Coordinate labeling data
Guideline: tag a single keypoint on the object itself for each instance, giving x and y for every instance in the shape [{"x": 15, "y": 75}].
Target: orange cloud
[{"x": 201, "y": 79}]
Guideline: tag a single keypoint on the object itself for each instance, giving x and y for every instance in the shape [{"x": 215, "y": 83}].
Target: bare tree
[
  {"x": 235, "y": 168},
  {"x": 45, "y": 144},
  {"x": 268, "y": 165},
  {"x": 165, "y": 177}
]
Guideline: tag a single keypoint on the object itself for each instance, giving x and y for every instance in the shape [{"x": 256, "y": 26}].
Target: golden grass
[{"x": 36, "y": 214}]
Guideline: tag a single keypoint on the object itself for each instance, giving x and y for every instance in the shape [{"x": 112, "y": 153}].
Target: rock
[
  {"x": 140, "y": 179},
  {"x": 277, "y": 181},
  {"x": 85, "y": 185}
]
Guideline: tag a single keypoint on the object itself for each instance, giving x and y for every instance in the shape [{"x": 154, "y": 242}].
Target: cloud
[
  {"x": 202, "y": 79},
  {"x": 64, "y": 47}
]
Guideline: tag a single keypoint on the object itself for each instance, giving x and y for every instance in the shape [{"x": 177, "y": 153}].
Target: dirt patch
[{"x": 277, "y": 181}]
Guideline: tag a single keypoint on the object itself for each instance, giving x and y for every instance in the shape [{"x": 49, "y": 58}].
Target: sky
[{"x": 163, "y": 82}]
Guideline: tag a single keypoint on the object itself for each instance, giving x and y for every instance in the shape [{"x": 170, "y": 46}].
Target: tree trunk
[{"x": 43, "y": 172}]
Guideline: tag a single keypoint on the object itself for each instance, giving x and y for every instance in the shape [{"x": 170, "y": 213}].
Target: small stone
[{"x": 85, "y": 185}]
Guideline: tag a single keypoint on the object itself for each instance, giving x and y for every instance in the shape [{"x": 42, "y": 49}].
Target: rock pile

■ Written instruction ■
Please copy out each record, character for character.

■ The reply ■
Guideline: tag a single keypoint on the object itself for each instance, giving x and y for every instance in the shape [{"x": 15, "y": 75}].
Target: orange cloud
[{"x": 201, "y": 79}]
Guideline: tag a single keypoint on the object itself for each instance, giving x and y for every instance in the shape [{"x": 215, "y": 83}].
Target: bare tree
[
  {"x": 235, "y": 168},
  {"x": 45, "y": 144},
  {"x": 268, "y": 165},
  {"x": 165, "y": 177}
]
Guideline: tag a single keypoint on the object itself for each instance, giving x and y for every instance in the shape [{"x": 256, "y": 26}].
Target: golden grass
[{"x": 36, "y": 214}]
Guideline: tag a single keypoint on the object itself for each instance, giving x and y for every instance in the shape [{"x": 112, "y": 153}].
Target: rock
[
  {"x": 140, "y": 179},
  {"x": 277, "y": 181},
  {"x": 85, "y": 185}
]
Guideline: tag a single keypoint on the object itself for each instance, giving x and y for every instance in the shape [{"x": 154, "y": 242}].
Target: cloud
[
  {"x": 202, "y": 79},
  {"x": 64, "y": 47}
]
Guideline: tag a single keypoint on the object itself for each instance, giving x and y for every instance in the shape [{"x": 177, "y": 153}].
Target: dirt patch
[{"x": 277, "y": 181}]
Guideline: tag a single keypoint on the object itself for each instance, giving x and y for every instance in the shape [{"x": 49, "y": 58}].
Target: sky
[{"x": 163, "y": 82}]
Guideline: tag a single keypoint on the object itself for each instance, giving x and y for every instance in the shape [{"x": 170, "y": 46}].
Target: tree trunk
[{"x": 43, "y": 172}]
Guideline: tag a single keypoint on the object itself for each instance, giving x and y for every instance in the shape [{"x": 170, "y": 213}].
Target: small stone
[{"x": 85, "y": 185}]
Guideline: tag a single keypoint on the object itself for each instance, giving x and y for every instance in the shape [{"x": 42, "y": 49}].
Target: rock pile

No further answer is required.